==== Records for the task ====

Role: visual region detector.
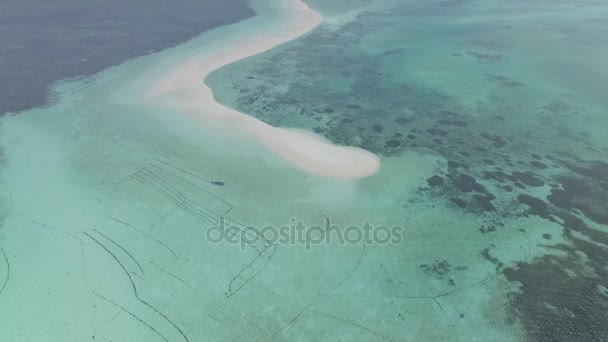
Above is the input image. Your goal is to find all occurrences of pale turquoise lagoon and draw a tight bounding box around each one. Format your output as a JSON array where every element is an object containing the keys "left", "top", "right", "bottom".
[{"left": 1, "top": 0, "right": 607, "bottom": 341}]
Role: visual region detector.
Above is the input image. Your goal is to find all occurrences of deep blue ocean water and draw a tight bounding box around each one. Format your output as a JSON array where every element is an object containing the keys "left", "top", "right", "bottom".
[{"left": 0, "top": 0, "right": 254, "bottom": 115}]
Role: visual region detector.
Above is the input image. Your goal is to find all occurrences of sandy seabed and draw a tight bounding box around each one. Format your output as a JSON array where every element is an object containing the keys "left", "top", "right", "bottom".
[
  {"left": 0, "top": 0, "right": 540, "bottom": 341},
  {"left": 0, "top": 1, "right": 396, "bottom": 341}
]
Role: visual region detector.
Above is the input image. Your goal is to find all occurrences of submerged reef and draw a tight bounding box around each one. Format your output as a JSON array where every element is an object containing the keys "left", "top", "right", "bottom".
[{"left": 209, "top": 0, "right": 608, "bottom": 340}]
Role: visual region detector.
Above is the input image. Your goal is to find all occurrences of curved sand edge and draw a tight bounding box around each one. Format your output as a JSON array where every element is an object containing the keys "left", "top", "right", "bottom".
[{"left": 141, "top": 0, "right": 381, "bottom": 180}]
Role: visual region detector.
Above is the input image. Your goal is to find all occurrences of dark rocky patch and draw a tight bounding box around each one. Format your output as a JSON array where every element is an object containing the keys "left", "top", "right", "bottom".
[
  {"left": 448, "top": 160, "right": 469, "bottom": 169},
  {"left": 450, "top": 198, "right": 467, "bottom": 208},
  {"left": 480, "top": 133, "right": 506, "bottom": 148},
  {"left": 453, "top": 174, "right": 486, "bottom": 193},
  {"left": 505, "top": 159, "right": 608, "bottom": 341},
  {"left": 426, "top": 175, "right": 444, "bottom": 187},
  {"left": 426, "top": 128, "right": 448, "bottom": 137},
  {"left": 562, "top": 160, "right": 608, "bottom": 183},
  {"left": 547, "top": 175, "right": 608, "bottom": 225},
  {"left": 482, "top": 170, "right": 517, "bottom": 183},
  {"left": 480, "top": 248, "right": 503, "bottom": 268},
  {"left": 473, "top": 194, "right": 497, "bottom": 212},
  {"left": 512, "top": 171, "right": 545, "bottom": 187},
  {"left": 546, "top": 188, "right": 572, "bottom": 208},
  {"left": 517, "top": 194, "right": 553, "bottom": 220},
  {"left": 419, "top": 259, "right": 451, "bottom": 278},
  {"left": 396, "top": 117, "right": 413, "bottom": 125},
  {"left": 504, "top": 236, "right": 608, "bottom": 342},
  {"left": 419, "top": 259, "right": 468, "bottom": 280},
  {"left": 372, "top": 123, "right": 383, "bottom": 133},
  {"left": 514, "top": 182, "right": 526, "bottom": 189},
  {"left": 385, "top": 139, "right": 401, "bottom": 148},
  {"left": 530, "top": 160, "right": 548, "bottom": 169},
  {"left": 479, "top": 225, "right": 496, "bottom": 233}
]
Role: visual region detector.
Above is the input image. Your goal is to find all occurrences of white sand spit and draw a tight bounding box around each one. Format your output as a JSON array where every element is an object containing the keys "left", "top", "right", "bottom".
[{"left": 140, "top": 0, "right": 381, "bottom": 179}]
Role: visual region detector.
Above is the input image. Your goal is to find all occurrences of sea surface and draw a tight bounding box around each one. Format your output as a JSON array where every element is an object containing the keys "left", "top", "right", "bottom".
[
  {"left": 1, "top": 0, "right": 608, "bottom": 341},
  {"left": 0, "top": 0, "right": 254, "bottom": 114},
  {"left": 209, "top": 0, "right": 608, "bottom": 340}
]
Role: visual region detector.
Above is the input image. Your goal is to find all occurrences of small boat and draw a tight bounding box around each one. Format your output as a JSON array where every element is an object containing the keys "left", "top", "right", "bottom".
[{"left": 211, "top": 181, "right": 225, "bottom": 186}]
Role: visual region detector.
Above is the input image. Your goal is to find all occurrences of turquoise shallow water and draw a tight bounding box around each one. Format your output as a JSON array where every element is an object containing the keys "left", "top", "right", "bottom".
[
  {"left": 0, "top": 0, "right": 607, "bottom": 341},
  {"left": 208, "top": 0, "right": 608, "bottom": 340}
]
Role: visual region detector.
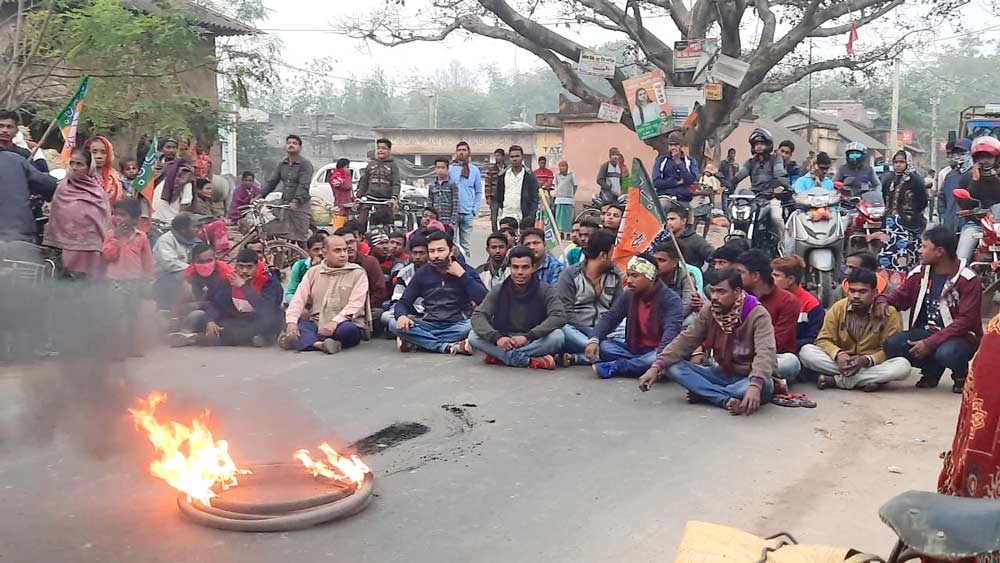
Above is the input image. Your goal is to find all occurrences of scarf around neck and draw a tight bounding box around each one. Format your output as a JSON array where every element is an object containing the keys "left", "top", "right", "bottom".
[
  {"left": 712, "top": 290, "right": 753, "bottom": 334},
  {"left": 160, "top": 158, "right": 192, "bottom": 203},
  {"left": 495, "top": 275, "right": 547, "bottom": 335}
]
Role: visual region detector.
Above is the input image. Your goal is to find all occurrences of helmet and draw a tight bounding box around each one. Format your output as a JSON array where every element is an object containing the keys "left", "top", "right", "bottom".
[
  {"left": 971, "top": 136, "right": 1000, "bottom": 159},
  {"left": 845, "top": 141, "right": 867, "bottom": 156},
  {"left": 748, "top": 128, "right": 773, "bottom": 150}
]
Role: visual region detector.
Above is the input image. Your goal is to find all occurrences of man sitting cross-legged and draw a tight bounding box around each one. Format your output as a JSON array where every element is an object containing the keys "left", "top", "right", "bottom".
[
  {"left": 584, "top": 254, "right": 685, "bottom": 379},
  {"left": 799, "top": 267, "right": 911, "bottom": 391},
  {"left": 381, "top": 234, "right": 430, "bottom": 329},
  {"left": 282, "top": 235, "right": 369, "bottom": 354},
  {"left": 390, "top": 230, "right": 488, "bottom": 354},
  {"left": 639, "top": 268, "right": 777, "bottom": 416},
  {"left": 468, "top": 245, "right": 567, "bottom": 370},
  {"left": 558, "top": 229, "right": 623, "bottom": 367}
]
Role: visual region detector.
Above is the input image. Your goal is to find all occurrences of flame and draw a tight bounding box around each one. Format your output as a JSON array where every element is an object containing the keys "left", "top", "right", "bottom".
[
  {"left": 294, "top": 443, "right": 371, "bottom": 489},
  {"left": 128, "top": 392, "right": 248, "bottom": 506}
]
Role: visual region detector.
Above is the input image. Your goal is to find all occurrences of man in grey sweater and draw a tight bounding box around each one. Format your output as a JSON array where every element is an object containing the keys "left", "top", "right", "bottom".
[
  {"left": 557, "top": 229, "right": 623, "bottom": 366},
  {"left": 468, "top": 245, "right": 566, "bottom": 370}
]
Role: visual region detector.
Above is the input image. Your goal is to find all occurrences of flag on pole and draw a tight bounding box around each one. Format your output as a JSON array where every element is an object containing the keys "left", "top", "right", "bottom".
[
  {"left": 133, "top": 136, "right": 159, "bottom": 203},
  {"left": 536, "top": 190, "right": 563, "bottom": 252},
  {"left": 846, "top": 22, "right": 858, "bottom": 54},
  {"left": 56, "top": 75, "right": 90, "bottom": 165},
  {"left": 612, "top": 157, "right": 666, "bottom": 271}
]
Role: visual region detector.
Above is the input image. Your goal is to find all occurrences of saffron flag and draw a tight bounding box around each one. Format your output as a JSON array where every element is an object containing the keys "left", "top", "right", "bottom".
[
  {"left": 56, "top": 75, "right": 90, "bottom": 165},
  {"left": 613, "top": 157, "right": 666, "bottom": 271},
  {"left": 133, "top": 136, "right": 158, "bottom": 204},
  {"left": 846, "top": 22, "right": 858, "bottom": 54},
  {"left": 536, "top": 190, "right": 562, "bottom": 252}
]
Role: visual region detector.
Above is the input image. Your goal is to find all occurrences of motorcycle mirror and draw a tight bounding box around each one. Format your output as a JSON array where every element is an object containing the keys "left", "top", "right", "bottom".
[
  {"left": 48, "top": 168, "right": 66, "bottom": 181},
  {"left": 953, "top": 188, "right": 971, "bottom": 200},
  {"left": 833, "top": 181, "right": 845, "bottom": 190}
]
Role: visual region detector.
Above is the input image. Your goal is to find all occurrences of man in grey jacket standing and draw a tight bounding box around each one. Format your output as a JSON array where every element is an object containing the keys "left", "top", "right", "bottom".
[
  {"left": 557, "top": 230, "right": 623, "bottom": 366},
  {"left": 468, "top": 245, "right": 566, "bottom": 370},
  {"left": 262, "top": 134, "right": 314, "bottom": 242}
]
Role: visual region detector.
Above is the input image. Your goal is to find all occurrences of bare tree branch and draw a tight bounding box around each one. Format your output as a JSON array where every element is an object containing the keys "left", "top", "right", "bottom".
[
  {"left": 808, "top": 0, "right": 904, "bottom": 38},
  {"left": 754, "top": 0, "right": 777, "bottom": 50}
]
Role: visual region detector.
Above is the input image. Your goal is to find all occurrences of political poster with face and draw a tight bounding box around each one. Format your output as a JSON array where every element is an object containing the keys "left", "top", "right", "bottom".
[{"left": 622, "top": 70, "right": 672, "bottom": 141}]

====

• _To do_:
Only the lines from the one that holds "occurrences of bare" through the end of the records should appear in the answer, each restated exactly.

• _Solution to the problem_:
Above is the input image. Your goal is to find all occurrences of bare tree branch and draw a tight bounding box around each one. Format your output as a JSON array where every element is an object containing the keys "left", "top", "right", "bottom".
[
  {"left": 808, "top": 0, "right": 904, "bottom": 38},
  {"left": 754, "top": 0, "right": 777, "bottom": 50}
]
Role: visual region detector.
Above is the input image. Your goal is to find all occurrences of political poster with face and draw a tight bounding box around each one. Format your output as a JSON array where every element is an object containing the keys "left", "top", "right", "bottom".
[{"left": 622, "top": 70, "right": 672, "bottom": 141}]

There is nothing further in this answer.